**Your assignment**
Please continue the news release about genetic panel testing for breast cancer from its last sentence, in the same style.
===== Passage shown =====
Penn Medicine Authors Emphasize Importance of Clinically Actionable Results in Genetic Panel Testing for Breast Cancer

While advances in technology have made multigene testing, or “panel testing,” for genetic mutations that increase the risk of breast or other cancers an option, authors of a review published today in the New England Journal of Medicine say larger studies are needed in order to provide reliable risk estimates for counseling these patients. The international consortium of authors, including researchers at the Basser Center for BRCA at the University of Pennsylvania’s Abramson Cancer Center, acknowledges that panel testing can make a useful contribution to predicting a woman’s risk of breast cancer, but says clinicians need to be aware of the limitations. The note of caution comes following news of low-cost genetic testing solutions for breast and ovarian cancer mutations.

Panel testing can cover more than 100 genes, 21 of which are cited as increasing a patient’s risk of breast cancer. However, recent studies suggest that because there is a lack of information about many genetic variants, multiplex testing may cause undue anxiety and stress over findings which may turn out to be benign. In addition, some researchers are concerned that positive results for genetic mutations may lead patients to take significant and potentially unnecessary risk-reducing or screening interventions based on very limited information.
===== Data for analysis =====
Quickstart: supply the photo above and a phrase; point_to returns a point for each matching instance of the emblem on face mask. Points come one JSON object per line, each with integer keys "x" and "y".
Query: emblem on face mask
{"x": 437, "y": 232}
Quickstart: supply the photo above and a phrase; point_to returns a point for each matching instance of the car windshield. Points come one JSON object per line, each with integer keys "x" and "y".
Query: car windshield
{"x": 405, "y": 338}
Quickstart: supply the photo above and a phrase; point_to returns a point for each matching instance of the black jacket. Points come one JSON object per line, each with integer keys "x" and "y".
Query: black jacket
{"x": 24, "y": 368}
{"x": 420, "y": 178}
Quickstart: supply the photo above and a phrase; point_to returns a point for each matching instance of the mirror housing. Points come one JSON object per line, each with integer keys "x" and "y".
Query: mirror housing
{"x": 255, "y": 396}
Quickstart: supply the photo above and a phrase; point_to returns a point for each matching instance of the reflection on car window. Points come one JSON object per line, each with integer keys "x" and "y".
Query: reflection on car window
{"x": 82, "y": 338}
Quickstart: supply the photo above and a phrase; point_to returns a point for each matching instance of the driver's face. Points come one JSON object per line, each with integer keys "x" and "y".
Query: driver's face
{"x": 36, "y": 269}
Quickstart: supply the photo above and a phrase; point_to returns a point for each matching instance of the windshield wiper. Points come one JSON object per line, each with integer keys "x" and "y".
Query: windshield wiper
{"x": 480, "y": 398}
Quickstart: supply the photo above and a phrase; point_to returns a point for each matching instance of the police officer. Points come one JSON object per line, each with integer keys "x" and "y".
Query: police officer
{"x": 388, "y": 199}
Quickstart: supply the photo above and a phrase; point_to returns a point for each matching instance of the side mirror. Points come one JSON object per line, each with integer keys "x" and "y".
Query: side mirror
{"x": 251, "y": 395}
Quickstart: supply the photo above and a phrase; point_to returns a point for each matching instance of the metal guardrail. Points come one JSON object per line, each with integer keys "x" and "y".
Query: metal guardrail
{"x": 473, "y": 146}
=====
**Task response**
The review considers evidence for specific genes where there is some reported association with an increased risk of breast cancer. For many – such as RAD51C, RAD51D, and BRIP1 which show clear evidence of association with ovarian cancer – the association with breast cancer is limited. In most instances, the evidence does not reach the level of evidence threshold proposed by the authors. 

“While there is clear evidence between some genetic variants and an increased risk of breast cancer – such as BRCA1 and BRCA2, for which there is an overwhelming body of evidence – risk estimates for many other mutations are far too imprecise at this stage and require further investigation,” said co-author Susan M. Domchek, MD, director of the Basser Center for BRCA, and the Basser Professor of Oncology in Penn’s Abramson Cancer Center and Perelman School of Medicine. “Until we have a better understanding of associated risks of the range of genes found on these panels, individuals who are undergoing panel testing need to be informed of the potential for uncertainty regarding results.”

Katherine L. Nathanson, MD, associate director for Population Sciences in the Abramson Cancer Center, and director of Genetics in the Basser Center for BRCA, is also a co-author on the review.